* **Brief**
Could you write the next part of the passage on the Dorgan-Grassley farm payment amendment, picking up after its final sentence?

* **Selection**

↓

Like the widely denounced House bill payment limit
provision, the Senate Committee bill maintains mega-payments to mega-farms, subsidizing
farm consolidation and the slow demise of family-scale agriculture. It also soaks up precious resources that then
cannot be spent on key programs that are short-funded by the bill.
Real reform and support for unfunded sustainable agriculture
priorities must now be made in the form of a Senate floor amendment introduced
by Senators Byron Dorgan (D-ND) and Chuck Grassley (R-IA). The
Dorgan-Grassley amendment will put a hard cap of $250,000 on commodity
payments, close loopholes, and shift the savings to rural development,
beginning and minority farmer, conservation, nutrition, and anti-hunger
programs (see below for more information on the details of the amendment). It will be the major floor amendment on the
Farm Bill, and the vote count is expected to be very, very close. Every
single vote will count. Please click
here for an
Action
Alert on this issue. Calls are needed
next week!
The
Center for Rural Affairs is circulating a sign-on
letter for organizations that would like
to show their support for the Dorgan-Grassley amendment. Letters will be delivered by SAC staff to
every Senator's office next week. If you
would like to sign your organization onto the letter, please contact Traci
Bruckner at tracib@cfra.org.

↑

* **Extracted entries**
↓

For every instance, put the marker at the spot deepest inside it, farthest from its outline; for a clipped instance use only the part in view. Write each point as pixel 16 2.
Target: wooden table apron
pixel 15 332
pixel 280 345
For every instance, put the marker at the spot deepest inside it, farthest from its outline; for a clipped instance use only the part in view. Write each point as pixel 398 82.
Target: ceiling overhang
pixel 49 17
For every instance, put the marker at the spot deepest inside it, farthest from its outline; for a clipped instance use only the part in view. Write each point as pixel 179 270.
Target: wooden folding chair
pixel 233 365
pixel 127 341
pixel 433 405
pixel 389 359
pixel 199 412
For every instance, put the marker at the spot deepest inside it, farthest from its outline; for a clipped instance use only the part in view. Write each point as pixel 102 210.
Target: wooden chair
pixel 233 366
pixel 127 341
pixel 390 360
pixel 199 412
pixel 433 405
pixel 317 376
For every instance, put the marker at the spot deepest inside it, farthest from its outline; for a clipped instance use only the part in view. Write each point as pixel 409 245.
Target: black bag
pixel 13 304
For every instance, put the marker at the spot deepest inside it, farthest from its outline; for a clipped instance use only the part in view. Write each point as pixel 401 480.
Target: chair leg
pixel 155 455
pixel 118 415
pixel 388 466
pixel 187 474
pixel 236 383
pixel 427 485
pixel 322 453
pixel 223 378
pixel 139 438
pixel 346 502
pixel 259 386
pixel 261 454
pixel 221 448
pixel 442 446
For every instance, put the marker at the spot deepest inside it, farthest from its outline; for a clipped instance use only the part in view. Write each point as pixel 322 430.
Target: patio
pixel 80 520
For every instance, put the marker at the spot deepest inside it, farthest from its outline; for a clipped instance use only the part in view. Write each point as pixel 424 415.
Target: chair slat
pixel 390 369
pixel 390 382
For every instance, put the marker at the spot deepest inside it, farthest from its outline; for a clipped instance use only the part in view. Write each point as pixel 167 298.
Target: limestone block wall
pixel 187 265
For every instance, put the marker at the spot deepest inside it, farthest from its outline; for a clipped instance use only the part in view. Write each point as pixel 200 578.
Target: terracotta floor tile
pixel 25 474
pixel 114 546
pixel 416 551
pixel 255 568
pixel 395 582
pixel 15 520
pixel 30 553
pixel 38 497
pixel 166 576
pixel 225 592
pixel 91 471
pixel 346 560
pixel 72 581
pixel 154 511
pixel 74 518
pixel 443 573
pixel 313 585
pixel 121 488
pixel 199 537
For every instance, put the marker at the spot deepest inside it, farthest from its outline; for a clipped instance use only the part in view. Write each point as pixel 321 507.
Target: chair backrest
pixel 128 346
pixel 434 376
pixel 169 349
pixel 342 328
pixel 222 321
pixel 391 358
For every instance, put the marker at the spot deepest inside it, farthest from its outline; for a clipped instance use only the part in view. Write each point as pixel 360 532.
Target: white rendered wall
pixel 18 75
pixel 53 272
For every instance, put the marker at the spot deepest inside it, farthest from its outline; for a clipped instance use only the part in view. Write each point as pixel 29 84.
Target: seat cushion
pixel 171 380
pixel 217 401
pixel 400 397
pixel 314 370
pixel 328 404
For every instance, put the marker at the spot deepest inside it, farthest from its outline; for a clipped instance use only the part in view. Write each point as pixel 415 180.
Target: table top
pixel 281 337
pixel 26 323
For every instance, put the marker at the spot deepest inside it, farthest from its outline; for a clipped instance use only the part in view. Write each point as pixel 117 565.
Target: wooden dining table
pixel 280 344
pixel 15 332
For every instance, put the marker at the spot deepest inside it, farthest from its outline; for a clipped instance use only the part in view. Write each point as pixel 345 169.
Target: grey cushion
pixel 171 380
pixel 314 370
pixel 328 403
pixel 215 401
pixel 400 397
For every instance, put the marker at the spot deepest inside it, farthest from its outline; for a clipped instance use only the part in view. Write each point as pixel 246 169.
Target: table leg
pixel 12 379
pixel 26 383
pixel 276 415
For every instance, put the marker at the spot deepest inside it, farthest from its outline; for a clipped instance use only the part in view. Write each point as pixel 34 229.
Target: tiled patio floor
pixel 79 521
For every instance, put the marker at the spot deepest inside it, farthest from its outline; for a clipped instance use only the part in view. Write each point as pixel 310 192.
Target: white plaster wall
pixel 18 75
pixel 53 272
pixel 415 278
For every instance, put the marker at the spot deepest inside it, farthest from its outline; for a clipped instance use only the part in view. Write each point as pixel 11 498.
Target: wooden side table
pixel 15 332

↑

* **Task response**
REGISTER FOR SAC WINTER MEETING
Register for SAC Winter Meeting by November 20th
and Win a NEW HYBRID CAR!! We thought we would get your attention with a little
false advertising. Remember to make
those reservations for the SAC Winter Meeting at the Asilomar
Conference Center,
January 21 and 22 in Pacific Grove,
California. The annual Ecological Farming Association's
Eco Farm Conference runs from January 23-26 at Asilomar, right after the SAC
event.
SPECIAL SENATE FARM BILL UPDATE
Dorgan-Grassley Payment Limit Amendment:
With the ink
barely dry on the Senate farm bill as approved by the Agriculture Committee
(more on that below), all attention now turns to Senate floor action, where
there will be myriad amendments but, when it comes to farm programs, none as
important or as close to success as the payment limit reform amendment to be
offered by Senators Byron Dorgan (D-ND) and Chuck Grassley (R-IA).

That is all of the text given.